Not that life was quiet. Plans to build a new police station and court in Colchester saw houses in roads such as Denmark Street and Stanwell Street standing empty, waiting for demolition. The association was offered the chance to lease 15 from Colchester borough and Essex county councils. Most needed quite a lot of work to make them habitable; and bathrooms and inside loos were rare or non-existent, but they were put to use.

And so the years rolled by, with the association identifying needs and doing its best to meet them – groups such as disadvantaged young people struggling to establish themselves as independent adults.

Houses were bought in Clacton, though there was at one point a bit of tension with some district councillors, where CQHA “was accused of increasing the problems of homelessness in Clacton. Offering housing to battered wives encouraged them to leave their husbands, and flats for unmarried mothers encouraged teenage pregnancies!

“They [the councillors] did not want to provide move-on accommodation, and house the sort of people the association housed in their respectable council houses. It is hard to imagine now, but political correctness had not been invented, and councillors would make derogatory remarks in public about the homeless, unemployed or victims of domestic violence.”

By the late 1970s there were eight family houses and between 10 and 20 short-term leased properties at any one time in Colchester. Hythe House had 13 bed-sits for mothers and babies; and the Tendring arm managed seven homes.

Ann Rouse writes: “Looking back I see that a lot of what was achieved was really done on a wing and a prayer – we had none of the organization and little of the expertise that the Association had in later years, but we ploughed on and tried to help people; always, it seemed, with difficulties in the way. But one of the benefits of this was that we weren’t engulfed in the bureaucracy and regulations that housing associations are nowadays.”

After Bernard Brett died in 1982, Ann Rouse and Liz Taylor-Jones continued to work in his room, keeping it manned five mornings a week to dispense housing advice.

In the early 1980s, thanks to “a unique alliance between two unusual and determined men” – Alan Twyford, the senior probation officer in Braintree, and Derek Campbell, the district council’s chief housing officer – a hostel for young, single, homeless people was opened in Braintree.

In 1986, CQHA bid successfully for funding for a Colchester hostel and the council identified a site on the busy Southway. Bernard Brett House, 19 bedsits, began to rise from the ground.

“The development was not without its problems,” the book recalls. “The soil was sandy and unstable, and the foundations of a wiggly Georgian wall and a Victorian ice factory had failed to be picked up by the soil survey.

“Another crisis was the international telephone cable, shown in the survey as running under the pavement fronting the site, but in fact running at least a metre inside the boundary. The expensive solution, rather than lose living space in an already narrow building, was cantilevered foundations along the frontage, over the cable.”

By the end of the 1980s the association was managing 51 homes. There were three full-time and five part-time staff:

Over the following decade a new project opened almost every year, including a new hostel in Witham that had to overcome considerable local opposition. At Braintree, 25 new flats were opened by TV presenter Paul Heiney. They provided a degree of independence for tenants who had moved on from hostel accommodation. By the early 1990s, Hythe House had been running for more than 25 years and the Georgian building was dilapidated and damp. Happily, a partially-built sheltered complex in Colchester, whose builders had gone bankrupt, was converted . . . and called Newhythe.

**Information supplied:**
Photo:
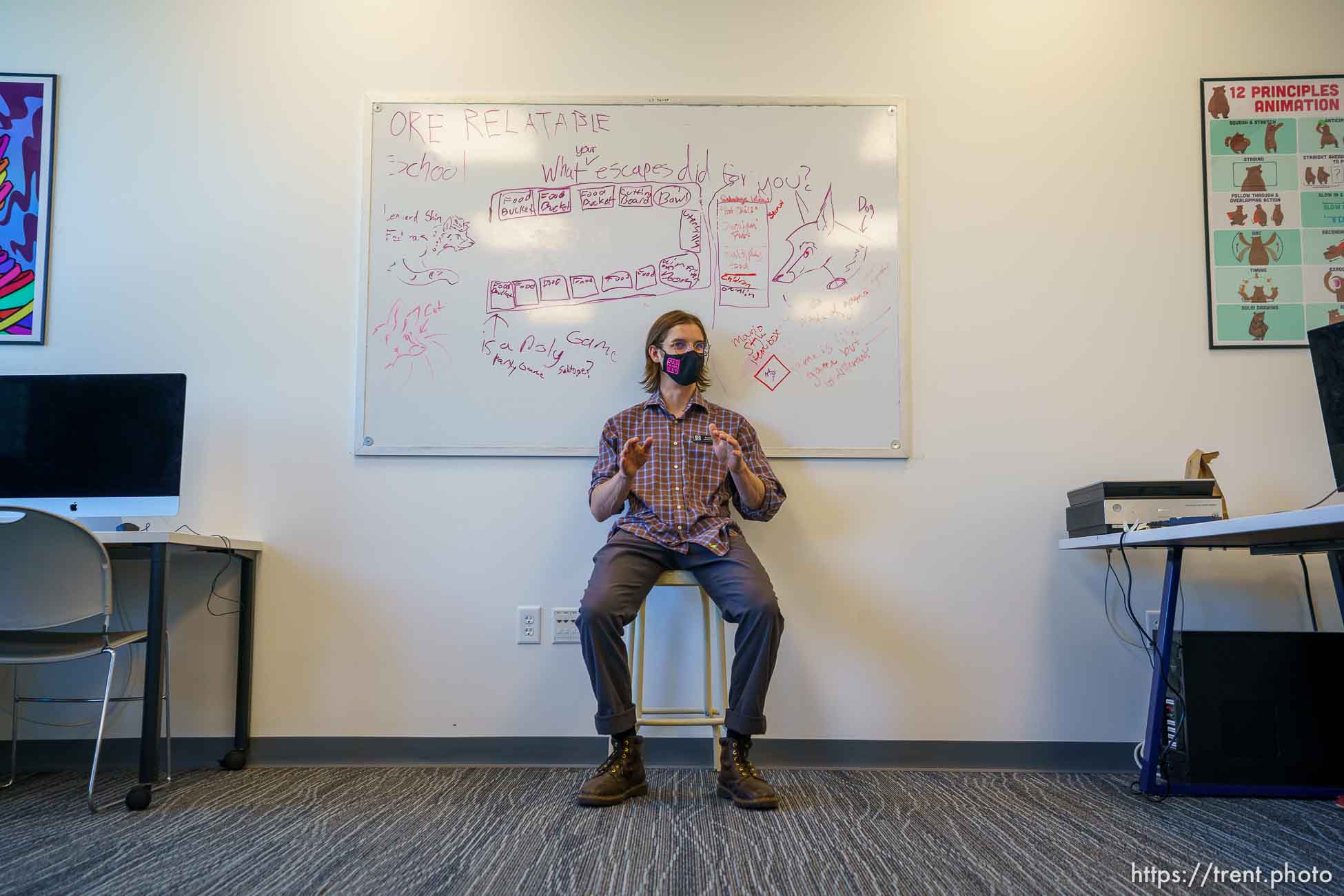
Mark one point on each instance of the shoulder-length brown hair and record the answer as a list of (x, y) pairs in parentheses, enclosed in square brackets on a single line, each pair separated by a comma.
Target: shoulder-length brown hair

**Direction 1:** Rewrite the paragraph of the housing association history that begins "Not that life was quiet" in fewer words, keeping its main facts.
**Direction 2:** Quote the housing association history word for word from "By the late" up to and including "dispense housing advice.".

**Task output 1:** Plans for a new police station and court in Colchester left houses in roads such as Denmark Street and Stanwell Street empty and awaiting demolition. Colchester borough and Essex county councils offered the association leases on 15 of them. Most needed considerable work and had few or no bathrooms or inside toilets, but they were put to use.

**Task output 2:**
By the late 1970s there were eight family houses and between 10 and 20 short-term leased properties at any one time in Colchester. Hythe House had 13 bed-sits for mothers and babies; and the Tendring arm managed seven homes.

Ann Rouse writes: “Looking back I see that a lot of what was achieved was really done on a wing and a prayer – we had none of the organization and little of the expertise that the Association had in later years, but we ploughed on and tried to help people; always, it seemed, with difficulties in the way. But one of the benefits of this was that we weren’t engulfed in the bureaucracy and regulations that housing associations are nowadays.”

After Bernard Brett died in 1982, Ann Rouse and Liz Taylor-Jones continued to work in his room, keeping it manned five mornings a week to dispense housing advice.